[Items from a dataset]
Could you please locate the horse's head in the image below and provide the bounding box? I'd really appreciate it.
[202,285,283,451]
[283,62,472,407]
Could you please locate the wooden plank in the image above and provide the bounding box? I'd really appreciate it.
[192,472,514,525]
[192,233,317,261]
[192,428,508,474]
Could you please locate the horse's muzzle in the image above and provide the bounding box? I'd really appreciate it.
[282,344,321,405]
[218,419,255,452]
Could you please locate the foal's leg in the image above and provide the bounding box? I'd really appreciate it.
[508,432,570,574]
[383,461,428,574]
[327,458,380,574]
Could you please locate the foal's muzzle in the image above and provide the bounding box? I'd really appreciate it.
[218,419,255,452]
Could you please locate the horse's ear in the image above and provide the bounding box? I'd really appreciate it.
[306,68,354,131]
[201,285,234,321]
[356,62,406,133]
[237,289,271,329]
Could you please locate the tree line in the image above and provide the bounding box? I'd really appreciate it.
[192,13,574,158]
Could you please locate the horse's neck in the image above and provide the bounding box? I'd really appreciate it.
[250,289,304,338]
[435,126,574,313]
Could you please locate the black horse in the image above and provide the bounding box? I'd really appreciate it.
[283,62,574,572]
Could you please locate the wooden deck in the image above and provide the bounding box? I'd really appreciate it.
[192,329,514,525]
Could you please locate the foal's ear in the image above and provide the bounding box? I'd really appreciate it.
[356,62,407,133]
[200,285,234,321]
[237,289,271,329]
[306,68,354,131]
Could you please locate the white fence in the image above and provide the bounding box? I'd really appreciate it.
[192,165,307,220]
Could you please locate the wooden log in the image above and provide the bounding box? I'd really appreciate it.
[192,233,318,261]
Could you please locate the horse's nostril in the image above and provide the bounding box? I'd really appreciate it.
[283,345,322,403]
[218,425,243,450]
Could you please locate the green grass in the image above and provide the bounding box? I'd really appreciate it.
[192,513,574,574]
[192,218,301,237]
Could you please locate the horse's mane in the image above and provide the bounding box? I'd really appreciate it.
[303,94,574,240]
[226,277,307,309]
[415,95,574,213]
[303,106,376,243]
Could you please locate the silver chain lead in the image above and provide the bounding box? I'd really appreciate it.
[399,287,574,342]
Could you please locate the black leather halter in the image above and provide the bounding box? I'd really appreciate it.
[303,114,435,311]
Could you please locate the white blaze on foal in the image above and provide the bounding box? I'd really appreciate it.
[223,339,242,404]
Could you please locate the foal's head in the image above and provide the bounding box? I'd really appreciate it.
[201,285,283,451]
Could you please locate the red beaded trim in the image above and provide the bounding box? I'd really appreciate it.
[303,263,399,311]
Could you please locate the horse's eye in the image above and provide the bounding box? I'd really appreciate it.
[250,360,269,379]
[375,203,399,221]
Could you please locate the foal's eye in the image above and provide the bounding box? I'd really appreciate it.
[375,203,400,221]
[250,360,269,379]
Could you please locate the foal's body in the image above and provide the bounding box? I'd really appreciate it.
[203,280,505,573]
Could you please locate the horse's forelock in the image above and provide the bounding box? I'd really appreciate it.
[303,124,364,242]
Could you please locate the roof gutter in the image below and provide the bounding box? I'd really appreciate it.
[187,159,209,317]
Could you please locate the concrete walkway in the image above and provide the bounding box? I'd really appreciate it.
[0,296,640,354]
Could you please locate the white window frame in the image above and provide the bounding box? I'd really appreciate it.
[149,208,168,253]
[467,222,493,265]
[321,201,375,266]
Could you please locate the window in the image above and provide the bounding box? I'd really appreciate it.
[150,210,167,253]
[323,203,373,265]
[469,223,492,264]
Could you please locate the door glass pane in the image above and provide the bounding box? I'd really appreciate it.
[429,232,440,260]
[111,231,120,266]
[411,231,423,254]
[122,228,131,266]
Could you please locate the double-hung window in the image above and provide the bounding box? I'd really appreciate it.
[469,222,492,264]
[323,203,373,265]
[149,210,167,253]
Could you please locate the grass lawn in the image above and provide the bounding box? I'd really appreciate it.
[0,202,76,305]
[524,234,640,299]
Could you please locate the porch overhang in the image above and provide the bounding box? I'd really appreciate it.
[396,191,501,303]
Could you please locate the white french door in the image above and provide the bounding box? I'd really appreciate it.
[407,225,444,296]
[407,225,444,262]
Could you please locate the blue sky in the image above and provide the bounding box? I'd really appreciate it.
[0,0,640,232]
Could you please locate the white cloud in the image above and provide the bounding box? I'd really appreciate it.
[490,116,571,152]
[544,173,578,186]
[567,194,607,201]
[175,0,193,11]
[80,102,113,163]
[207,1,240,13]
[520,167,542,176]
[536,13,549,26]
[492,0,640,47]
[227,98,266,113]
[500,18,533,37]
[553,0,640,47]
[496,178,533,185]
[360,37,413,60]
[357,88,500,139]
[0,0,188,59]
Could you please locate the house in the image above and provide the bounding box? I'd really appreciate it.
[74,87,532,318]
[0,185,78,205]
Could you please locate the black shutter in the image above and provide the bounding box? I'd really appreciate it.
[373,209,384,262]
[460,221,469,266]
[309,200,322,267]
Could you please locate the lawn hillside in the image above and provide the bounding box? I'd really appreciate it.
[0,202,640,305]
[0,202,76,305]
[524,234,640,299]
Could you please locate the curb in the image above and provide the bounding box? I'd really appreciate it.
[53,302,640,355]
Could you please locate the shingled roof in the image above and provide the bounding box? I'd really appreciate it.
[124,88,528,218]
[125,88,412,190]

* What the task requires *
Output the lines of the records as a numbered list, starting at the first line and ending at the line containing "[192,428,508,474]", with both ends included and blank lines omitted.

* Written response *
1. Could you please locate the horse's head in the image below and provide the bounding box? I'd really appreciate it.
2. [202,285,283,451]
3. [283,62,472,407]
4. Could you please locate the wooden plank in the image above and provide the bounding box? I'd really appreciate it.
5. [192,472,514,525]
6. [192,233,317,261]
7. [192,428,508,474]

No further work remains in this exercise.